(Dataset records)
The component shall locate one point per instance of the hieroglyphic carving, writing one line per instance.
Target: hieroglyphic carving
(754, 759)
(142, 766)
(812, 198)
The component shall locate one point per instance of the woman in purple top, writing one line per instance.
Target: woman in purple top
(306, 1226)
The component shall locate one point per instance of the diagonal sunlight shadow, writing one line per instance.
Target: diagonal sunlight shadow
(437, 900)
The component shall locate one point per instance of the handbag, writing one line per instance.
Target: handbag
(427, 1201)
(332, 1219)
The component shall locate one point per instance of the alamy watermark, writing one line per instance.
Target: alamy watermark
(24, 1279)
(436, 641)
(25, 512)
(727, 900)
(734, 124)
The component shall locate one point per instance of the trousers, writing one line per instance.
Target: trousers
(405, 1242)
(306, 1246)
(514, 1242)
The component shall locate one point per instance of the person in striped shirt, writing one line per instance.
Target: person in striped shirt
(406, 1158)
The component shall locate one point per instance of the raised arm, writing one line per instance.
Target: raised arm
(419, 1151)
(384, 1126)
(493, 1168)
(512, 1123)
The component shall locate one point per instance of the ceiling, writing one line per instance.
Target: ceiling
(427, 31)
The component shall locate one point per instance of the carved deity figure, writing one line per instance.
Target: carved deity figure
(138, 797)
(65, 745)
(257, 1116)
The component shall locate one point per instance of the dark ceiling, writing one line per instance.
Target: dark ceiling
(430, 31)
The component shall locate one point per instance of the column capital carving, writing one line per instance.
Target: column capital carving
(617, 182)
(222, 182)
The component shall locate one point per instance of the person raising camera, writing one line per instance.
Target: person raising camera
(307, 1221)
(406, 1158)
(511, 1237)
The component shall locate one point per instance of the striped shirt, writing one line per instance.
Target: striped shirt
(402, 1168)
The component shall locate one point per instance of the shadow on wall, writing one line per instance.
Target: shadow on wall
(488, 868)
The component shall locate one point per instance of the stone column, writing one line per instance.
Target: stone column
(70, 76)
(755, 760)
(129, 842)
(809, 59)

--- ACTION ITEM ---
A full, exact copy of the entries is the required answer.

--- SOLUTION FOR THIS TASK ---
The component shall locate one point per instance of the hieroglyphic carving, writing one line per instance.
Target: hieroglyphic carving
(754, 759)
(142, 766)
(812, 198)
The component shall locate one point per instance of the woman in purple top, writing one line per instance.
Target: woman in purple top
(306, 1226)
The component shall locate one point per instance of the diagonal sunlight shadow, writing one line per instance.
Target: diagonal sunlight shadow
(437, 900)
The component shall locate one point per instance of the handbag, writing one line per instance.
Target: handbag
(427, 1201)
(332, 1219)
The component shall locate one point per instance of the alamy watermark, writing one line per instance.
Target: alamy watermark
(24, 1279)
(436, 641)
(25, 512)
(727, 900)
(734, 124)
The component shall locate one point per instance of the trousers, writing one line per instance.
Target: trousers
(405, 1242)
(306, 1246)
(514, 1242)
The component shall locate one point per instance of the person in striped shirt, writing one line per instance.
Target: person in striped shirt
(406, 1158)
The component shall locate one point per instance of the raised arm, writing one line per instance.
Target: raised arm
(419, 1151)
(384, 1126)
(493, 1168)
(512, 1123)
The component shall locate one point per instance of the ceiling, writing one line per instance.
Target: ceiling
(427, 31)
The component shall locate one point per instance of the carved deity figure, writing one line per instance.
Target: carved deity figure
(138, 797)
(65, 745)
(257, 1116)
The component shall locate one point per instance of the dark ceiling, writing one line per instance.
Target: dark ceiling
(430, 31)
The component shall locate one point per instance of the column capital carving, writing one line per instance.
Target: column capital carving
(617, 182)
(222, 182)
The component shall locate one point per instance of the person raising camera, writing one line per instance.
Target: person raising camera
(307, 1221)
(406, 1158)
(511, 1237)
The component shall locate one point per instance of the striped shirt, writing one line per instance.
Target: striped shirt
(402, 1168)
The component shall locate one point per instance of the shadow on wall, writing one line per instance.
Target: shadow on wall
(488, 868)
The component shall locate one point per instance of the stone column, writing one line per instance.
Target: stone column
(70, 76)
(755, 760)
(129, 842)
(809, 59)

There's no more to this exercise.